Text section.
== Segment start ==
Broadbill = Bluebill = Scaup
I just could not name this page Scaup or Greater Scaup – and not even Bluebill – what with me being a native Long Islander and all. Broadbill were truly abundant on Great South Bay during my youth – and certainly during my Dad’s heyday. It was almost unthinkable that at least a few would not pay a visit if you were rigged along the shoreline or on a point, especially if the water had some depth. And, we mostly hunted from a scooter – the indigenous open bay gunning boat made for hunting over the ice or out in deep water. Chances improved markedly out there – if you were near their feedbeds.
The decoys were mostly Broadbill, but we included a handful of Cans and Whistlers – mostly just to entertain the gunners. But Broadbill were what we saw most. In flocks easily mistaken for clouds – except they might be heading upwind – Great South Bay and other Long Island waters were one of the main wintering areas for these wonderful birds that traveled all the way from the Yukon and even Alaska to dine on our clams and eelgrass throughout the winter months.
== Segment end ==
(Phrase grounding data)
== Segment start ==
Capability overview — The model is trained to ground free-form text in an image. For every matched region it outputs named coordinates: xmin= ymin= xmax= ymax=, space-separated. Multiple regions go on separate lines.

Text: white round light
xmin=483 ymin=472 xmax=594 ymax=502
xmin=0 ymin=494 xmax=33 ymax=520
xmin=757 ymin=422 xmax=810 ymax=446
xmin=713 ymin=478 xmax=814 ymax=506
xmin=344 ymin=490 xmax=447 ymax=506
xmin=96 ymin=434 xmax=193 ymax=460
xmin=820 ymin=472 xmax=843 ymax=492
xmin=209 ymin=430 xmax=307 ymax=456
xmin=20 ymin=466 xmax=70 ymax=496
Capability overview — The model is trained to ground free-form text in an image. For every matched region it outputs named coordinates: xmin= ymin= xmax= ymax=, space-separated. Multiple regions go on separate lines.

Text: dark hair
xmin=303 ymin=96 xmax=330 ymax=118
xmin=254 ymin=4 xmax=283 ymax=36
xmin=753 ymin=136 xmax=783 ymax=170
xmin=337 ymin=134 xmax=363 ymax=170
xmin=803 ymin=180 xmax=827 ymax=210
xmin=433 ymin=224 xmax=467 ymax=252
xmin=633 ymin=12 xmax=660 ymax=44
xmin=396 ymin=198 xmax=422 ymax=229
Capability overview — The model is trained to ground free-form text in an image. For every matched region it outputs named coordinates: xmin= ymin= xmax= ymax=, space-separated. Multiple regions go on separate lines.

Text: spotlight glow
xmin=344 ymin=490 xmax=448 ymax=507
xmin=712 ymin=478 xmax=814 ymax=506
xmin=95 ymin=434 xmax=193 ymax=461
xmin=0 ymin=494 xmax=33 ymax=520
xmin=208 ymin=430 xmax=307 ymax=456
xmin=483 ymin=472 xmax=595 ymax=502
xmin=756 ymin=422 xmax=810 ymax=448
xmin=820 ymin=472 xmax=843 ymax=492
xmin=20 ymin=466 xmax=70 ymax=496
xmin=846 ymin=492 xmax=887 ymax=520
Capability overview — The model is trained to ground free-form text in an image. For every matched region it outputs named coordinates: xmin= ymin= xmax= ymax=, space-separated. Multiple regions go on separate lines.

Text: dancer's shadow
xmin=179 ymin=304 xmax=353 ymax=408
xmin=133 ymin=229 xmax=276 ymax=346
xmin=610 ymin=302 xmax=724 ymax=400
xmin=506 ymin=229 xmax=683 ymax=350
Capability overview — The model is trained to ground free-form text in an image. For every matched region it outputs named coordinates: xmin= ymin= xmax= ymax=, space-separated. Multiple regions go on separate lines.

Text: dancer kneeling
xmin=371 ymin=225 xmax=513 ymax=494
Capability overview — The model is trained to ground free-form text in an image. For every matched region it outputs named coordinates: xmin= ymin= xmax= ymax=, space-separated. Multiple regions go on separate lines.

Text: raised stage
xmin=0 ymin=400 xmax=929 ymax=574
== Segment end ==
What to work on.
1. Answer these questions about the Broadbill text.
(a) What kind of boat did the hunters mostly use?
(b) Besides Broadbill, what decoys were included?
(c) From where did the birds travel to winter on Long Island waters?
2. In the Broadbill text, rename "scooter" as "sneakbox" and write out everything from "Broadbill = Bluebill" down to "near their feedbeds." with that change.

Set of answers.
1.
(a) A scooter, the indigenous open bay gunning boat made for hunting over the ice or out in deep water.
(b) A handful of Cans and Whistlers.
(c) From the Yukon and even Alaska.

2.
Broadbill = Bluebill = Scaup
I just could not name this page Scaup or Greater Scaup – and not even Bluebill – what with me being a native Long Islander and all. Broadbill were truly abundant on Great South Bay during my youth – and certainly during my Dad’s heyday. It was almost unthinkable that at least a few would not pay a visit if you were rigged along the shoreline or on a point, especially if the water had some depth. And, we mostly hunted from a sneakbox – the indigenous open bay gunning boat made for hunting over the ice or out in deep water. Chances improved markedly out there – if you were near their feedbeds.